Top of Records to process

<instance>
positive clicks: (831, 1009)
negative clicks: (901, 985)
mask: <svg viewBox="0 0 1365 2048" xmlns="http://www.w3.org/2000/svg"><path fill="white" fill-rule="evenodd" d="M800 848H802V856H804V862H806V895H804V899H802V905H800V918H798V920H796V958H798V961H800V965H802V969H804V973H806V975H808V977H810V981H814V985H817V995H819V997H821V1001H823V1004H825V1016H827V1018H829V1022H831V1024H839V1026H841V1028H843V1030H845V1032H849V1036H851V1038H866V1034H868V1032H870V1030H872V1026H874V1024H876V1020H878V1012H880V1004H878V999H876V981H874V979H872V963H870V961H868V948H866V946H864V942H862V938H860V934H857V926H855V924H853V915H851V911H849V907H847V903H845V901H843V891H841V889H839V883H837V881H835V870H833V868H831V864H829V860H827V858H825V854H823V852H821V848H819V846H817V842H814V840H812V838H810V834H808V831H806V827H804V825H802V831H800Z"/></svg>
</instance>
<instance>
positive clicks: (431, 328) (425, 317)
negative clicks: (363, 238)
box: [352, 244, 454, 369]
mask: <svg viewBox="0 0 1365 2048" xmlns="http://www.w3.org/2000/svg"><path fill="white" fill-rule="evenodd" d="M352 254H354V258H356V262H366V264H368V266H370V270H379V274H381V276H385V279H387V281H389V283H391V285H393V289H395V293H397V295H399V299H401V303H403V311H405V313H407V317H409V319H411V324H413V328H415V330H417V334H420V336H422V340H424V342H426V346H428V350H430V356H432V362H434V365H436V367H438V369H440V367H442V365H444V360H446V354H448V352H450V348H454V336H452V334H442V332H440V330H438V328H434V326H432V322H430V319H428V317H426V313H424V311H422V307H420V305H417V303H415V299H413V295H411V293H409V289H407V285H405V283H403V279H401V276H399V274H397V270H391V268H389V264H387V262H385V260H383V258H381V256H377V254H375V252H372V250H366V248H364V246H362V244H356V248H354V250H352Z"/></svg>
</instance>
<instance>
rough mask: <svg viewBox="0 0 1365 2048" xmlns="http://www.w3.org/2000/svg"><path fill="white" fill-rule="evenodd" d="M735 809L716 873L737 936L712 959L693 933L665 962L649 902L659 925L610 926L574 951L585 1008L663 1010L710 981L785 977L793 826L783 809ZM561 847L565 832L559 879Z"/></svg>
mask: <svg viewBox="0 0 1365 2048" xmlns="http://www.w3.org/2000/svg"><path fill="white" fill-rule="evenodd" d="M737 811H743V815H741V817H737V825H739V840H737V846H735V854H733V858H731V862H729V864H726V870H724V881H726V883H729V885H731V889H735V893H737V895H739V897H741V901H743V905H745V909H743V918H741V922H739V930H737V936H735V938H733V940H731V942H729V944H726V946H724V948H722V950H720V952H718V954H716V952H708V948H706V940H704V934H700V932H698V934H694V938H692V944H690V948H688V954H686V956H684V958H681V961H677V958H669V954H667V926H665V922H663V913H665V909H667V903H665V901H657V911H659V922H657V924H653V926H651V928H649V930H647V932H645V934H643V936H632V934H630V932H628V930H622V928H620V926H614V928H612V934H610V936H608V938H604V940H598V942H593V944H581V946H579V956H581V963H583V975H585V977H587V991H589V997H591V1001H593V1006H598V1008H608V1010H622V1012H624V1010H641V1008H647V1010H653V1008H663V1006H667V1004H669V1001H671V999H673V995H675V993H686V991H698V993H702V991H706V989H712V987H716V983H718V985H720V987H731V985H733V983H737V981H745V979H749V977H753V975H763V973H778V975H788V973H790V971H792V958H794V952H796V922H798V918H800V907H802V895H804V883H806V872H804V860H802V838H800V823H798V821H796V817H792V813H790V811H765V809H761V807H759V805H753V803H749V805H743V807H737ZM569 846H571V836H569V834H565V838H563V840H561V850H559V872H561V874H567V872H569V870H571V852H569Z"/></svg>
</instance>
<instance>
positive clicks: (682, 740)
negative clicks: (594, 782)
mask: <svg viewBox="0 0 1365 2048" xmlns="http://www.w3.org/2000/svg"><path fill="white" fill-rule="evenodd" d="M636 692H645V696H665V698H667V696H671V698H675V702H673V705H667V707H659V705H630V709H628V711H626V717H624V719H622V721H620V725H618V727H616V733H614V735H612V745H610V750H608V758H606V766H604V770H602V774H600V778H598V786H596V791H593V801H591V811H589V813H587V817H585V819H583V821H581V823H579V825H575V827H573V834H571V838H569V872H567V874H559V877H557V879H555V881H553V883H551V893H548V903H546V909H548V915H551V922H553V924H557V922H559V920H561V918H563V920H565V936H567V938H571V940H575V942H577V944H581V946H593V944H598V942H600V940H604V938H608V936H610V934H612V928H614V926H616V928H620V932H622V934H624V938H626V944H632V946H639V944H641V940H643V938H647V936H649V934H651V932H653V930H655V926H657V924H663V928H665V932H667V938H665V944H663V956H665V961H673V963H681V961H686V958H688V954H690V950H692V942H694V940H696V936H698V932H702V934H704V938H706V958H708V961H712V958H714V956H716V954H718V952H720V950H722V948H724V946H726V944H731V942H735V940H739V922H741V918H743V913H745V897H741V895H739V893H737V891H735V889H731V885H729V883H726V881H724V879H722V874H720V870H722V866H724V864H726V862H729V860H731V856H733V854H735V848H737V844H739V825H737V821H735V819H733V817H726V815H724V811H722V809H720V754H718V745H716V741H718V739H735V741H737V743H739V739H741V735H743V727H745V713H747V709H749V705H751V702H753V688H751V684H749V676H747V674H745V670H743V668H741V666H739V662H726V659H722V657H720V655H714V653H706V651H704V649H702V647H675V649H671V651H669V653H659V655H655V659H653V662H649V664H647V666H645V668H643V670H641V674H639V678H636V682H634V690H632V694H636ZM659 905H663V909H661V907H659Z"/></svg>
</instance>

Bottom of Records to process

* **Task details**
Each line must be given again exactly as written above.

* **Answer space**
<instance>
positive clicks: (831, 1009)
negative clicks: (901, 985)
mask: <svg viewBox="0 0 1365 2048" xmlns="http://www.w3.org/2000/svg"><path fill="white" fill-rule="evenodd" d="M800 848H802V856H804V862H806V895H804V899H802V905H800V918H798V920H796V958H798V961H800V965H802V969H804V973H806V975H808V977H810V981H814V985H817V995H819V997H821V1001H823V1004H825V1016H827V1018H829V1022H831V1024H839V1026H841V1028H843V1030H845V1032H849V1036H851V1038H866V1034H868V1032H870V1030H872V1026H874V1024H876V1020H878V1012H880V1004H878V999H876V981H874V979H872V963H870V961H868V948H866V946H864V942H862V938H860V934H857V926H855V924H853V915H851V911H849V907H847V903H845V901H843V891H841V889H839V883H837V881H835V870H833V868H831V864H829V860H827V858H825V854H823V852H821V848H819V846H817V842H814V840H812V838H810V834H808V831H806V827H804V825H802V831H800Z"/></svg>
</instance>
<instance>
positive clicks: (431, 328) (425, 317)
negative clicks: (363, 238)
box: [352, 244, 454, 369]
mask: <svg viewBox="0 0 1365 2048" xmlns="http://www.w3.org/2000/svg"><path fill="white" fill-rule="evenodd" d="M352 254H354V258H356V262H366V264H368V266H370V270H379V274H381V276H385V279H387V281H389V283H391V285H393V289H395V293H397V295H399V299H401V303H403V311H405V313H407V317H409V319H411V324H413V328H415V330H417V334H420V336H422V340H424V342H426V346H428V350H430V356H432V362H434V365H436V367H438V369H440V367H442V365H444V360H446V354H448V352H450V348H454V336H452V334H442V332H440V330H438V328H434V326H432V322H430V319H428V317H426V313H424V311H422V307H420V305H417V303H415V299H413V295H411V293H409V289H407V285H405V283H403V279H401V276H399V274H397V270H391V268H389V264H387V262H385V260H383V258H381V256H377V254H375V252H372V250H366V248H364V246H362V244H356V248H354V250H352Z"/></svg>
</instance>
<instance>
rough mask: <svg viewBox="0 0 1365 2048" xmlns="http://www.w3.org/2000/svg"><path fill="white" fill-rule="evenodd" d="M735 809L716 873L737 936L712 959L693 933L665 962L649 902L659 925L610 926L574 951L585 1008L663 1010L710 981L785 977L793 826L783 809ZM561 847L565 832L559 879Z"/></svg>
mask: <svg viewBox="0 0 1365 2048" xmlns="http://www.w3.org/2000/svg"><path fill="white" fill-rule="evenodd" d="M737 811H743V815H741V817H737V825H739V840H737V846H735V854H733V858H731V862H729V864H726V870H724V881H726V883H729V885H731V889H735V893H737V895H739V897H741V901H743V905H745V909H743V918H741V922H739V930H737V936H735V938H733V940H731V942H729V944H726V946H724V948H722V950H720V952H718V954H716V952H708V948H706V940H704V934H700V932H698V934H694V938H692V944H690V948H688V954H686V956H684V958H681V961H677V958H669V954H667V926H665V922H663V913H665V909H667V903H665V901H657V911H659V922H657V924H653V926H651V928H649V930H647V932H645V934H643V936H632V934H630V932H628V930H622V928H620V926H614V928H612V934H610V936H608V938H604V940H598V942H593V944H581V946H579V956H581V963H583V975H585V977H587V991H589V997H591V1001H593V1006H598V1008H608V1010H622V1012H624V1010H641V1008H647V1010H653V1008H663V1006H667V1004H669V1001H671V999H673V995H675V993H686V991H698V993H702V991H706V989H712V987H716V983H718V985H720V987H731V985H733V983H737V981H745V979H749V977H753V975H763V973H778V975H788V973H790V971H792V958H794V952H796V922H798V918H800V907H802V895H804V883H806V872H804V860H802V838H800V823H798V821H796V817H792V813H790V811H765V809H761V807H759V805H753V803H749V805H743V807H737ZM569 846H571V836H569V834H565V838H563V840H561V850H559V872H561V874H567V872H569V870H571V852H569Z"/></svg>
</instance>
<instance>
positive clicks: (682, 740)
negative clicks: (594, 782)
mask: <svg viewBox="0 0 1365 2048" xmlns="http://www.w3.org/2000/svg"><path fill="white" fill-rule="evenodd" d="M636 692H645V696H665V698H667V696H671V698H675V702H673V705H667V707H659V705H630V709H628V711H626V717H624V719H622V721H620V725H618V727H616V733H614V735H612V745H610V750H608V758H606V766H604V770H602V774H600V778H598V786H596V791H593V801H591V811H589V813H587V817H585V819H583V821H581V823H579V825H575V827H573V834H571V838H569V872H567V874H559V877H557V879H555V881H553V883H551V893H548V903H546V909H548V915H551V922H553V924H557V922H559V920H561V918H563V920H565V936H567V938H571V940H575V942H577V944H581V946H593V944H598V942H600V940H604V938H608V936H610V934H612V928H614V926H616V928H620V932H622V934H624V938H626V944H632V946H639V944H641V940H643V938H647V936H649V934H651V932H653V930H655V926H657V924H663V928H665V932H667V938H665V944H663V956H665V961H673V963H681V961H686V958H688V954H690V950H692V942H694V940H696V936H698V932H702V934H704V938H706V958H708V961H712V958H714V956H716V954H718V952H720V950H722V948H724V946H726V944H731V942H735V940H739V922H741V918H743V913H745V897H741V895H739V893H737V891H735V889H731V885H729V883H726V881H724V879H722V874H720V870H722V866H724V864H726V862H729V860H731V856H733V854H735V848H737V844H739V825H737V821H735V819H733V817H726V815H724V811H722V809H720V754H718V745H716V741H718V739H735V741H737V743H739V739H741V735H743V727H745V713H747V709H749V705H751V702H753V688H751V684H749V676H747V674H745V670H743V668H741V666H739V662H726V659H722V657H720V655H714V653H706V651H704V649H702V647H675V649H671V651H669V653H659V655H655V659H653V662H649V664H647V666H645V668H643V670H641V674H639V678H636V682H634V690H632V694H636ZM659 905H663V909H661V907H659Z"/></svg>
</instance>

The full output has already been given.